Exercise aim =>
Print every line below without adding or leaving out a single word.

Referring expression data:
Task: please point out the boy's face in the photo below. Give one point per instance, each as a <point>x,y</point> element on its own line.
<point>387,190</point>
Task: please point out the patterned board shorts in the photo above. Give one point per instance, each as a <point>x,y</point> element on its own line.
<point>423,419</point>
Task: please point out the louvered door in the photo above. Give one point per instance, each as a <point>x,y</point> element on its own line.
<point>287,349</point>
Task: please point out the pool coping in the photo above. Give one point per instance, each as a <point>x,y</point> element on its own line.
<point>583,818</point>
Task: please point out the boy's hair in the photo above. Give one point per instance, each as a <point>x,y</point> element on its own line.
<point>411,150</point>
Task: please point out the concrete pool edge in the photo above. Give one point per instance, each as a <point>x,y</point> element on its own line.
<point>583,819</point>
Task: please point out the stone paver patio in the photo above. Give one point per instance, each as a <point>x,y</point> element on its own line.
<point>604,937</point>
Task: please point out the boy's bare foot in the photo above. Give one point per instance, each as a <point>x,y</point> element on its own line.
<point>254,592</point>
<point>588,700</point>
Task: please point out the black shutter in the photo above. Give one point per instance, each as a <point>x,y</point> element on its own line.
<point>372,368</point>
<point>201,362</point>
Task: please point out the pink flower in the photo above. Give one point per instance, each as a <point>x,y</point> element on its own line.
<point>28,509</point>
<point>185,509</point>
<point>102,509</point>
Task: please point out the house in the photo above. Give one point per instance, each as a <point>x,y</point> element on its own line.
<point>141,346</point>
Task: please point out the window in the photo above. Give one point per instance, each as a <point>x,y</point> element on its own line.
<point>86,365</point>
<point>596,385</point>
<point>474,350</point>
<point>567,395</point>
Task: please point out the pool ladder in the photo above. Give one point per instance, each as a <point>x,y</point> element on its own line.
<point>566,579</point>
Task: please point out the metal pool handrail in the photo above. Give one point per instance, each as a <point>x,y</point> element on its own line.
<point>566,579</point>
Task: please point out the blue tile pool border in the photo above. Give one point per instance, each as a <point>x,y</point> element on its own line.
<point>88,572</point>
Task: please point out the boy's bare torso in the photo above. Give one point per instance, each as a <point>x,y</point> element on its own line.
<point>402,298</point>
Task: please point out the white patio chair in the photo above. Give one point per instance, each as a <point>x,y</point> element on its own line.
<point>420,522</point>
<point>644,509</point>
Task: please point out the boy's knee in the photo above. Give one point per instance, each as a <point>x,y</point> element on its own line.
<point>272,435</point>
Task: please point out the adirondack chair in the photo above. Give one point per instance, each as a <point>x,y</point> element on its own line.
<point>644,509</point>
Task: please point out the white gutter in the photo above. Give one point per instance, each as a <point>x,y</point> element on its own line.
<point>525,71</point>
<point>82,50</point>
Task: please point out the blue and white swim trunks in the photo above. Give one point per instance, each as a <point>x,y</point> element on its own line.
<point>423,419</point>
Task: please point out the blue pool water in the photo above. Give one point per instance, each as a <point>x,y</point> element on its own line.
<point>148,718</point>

Task solution =>
Task: please point out the boy's face in the photo below. Give one point per instance, each as a <point>x,y</point> element on its own line.
<point>387,190</point>
Task: please point out the patterned board shorts in the photo above. Give one point per instance, each as a <point>x,y</point> element on its own line.
<point>423,419</point>
Task: please point out the louvered door in the photo above. Give one point per instance, each as a <point>x,y</point> element on its own line.
<point>287,349</point>
Task: please point out the pool coping in the photo above. Give one point per instance, each as a <point>x,y</point> element on its own line.
<point>583,818</point>
Task: please point out the boy's hair in the photo above. Give one point per instance, each as a <point>x,y</point> element on its own line.
<point>411,150</point>
Task: please point out the concrete pool edge in the photo above. Give one point per instance, each as a <point>x,y</point> element on its own line.
<point>583,819</point>
Task: please point out the stone paver patio in the photo above. Give one point per instance, each as a <point>x,y</point> element on its own line.
<point>604,937</point>
Task: please point out the boy's bare foot in the photo above. Give one point per instance, each as a <point>x,y</point> element on its own line.
<point>254,592</point>
<point>588,700</point>
Task: please point out the black shutter in the photo above. Give one point per instance, each as a <point>x,y</point> element on its own line.
<point>372,368</point>
<point>201,362</point>
Task: please point out the pink flower in the photo above. Give one point per instance, each as a <point>x,y</point> element on its own line.
<point>28,509</point>
<point>185,509</point>
<point>102,509</point>
Task: please point out the house in the photo above. Give one point per instance, each as a <point>x,y</point> element on its own line.
<point>141,346</point>
Task: please point out the window in the photo above. Give one point per instance, each as a <point>x,y</point> element on its own line.
<point>86,365</point>
<point>596,385</point>
<point>474,350</point>
<point>567,395</point>
Task: please point out the pool ladder in the photo above. Give one point per instance, each as a <point>x,y</point> element on its own line.
<point>566,579</point>
Task: please point out the metal pool handrail in the photo above. Give one point per instance, each as a <point>x,y</point> element on its own line.
<point>566,579</point>
Task: please point out the blue tile pool border in the photo above. Give one point per instance, each as a <point>x,y</point> element on its own line.
<point>88,572</point>
Task: please point out the boy's bare torso in the photo above. Give one point per instance, each as a <point>x,y</point> element on its own line.
<point>402,298</point>
Task: please point out the white patio chair in the photo above. Give one point per instance, each as a <point>x,y</point> element on its own line.
<point>420,522</point>
<point>644,509</point>
Task: please point out the boy's knee in the photo above. Give one point per instance, each as a <point>x,y</point> element on its own line.
<point>272,435</point>
Task: please point out the adirondack chair in the photo above. Give one point per instance, each as a <point>x,y</point> element on its own line.
<point>644,509</point>
Task: please point out the white gutter in the photo above. Give one point per instance, each as a <point>x,y</point> element on its own line.
<point>525,71</point>
<point>82,50</point>
Task: please point out the blue and white swim trunks in the photo above. Give one point per instance, each as a <point>x,y</point> element on its own line.
<point>423,419</point>
Task: please point out the blue pool water in the photo above. Give one point per instance, each as a <point>x,y</point> element on its own line.
<point>148,718</point>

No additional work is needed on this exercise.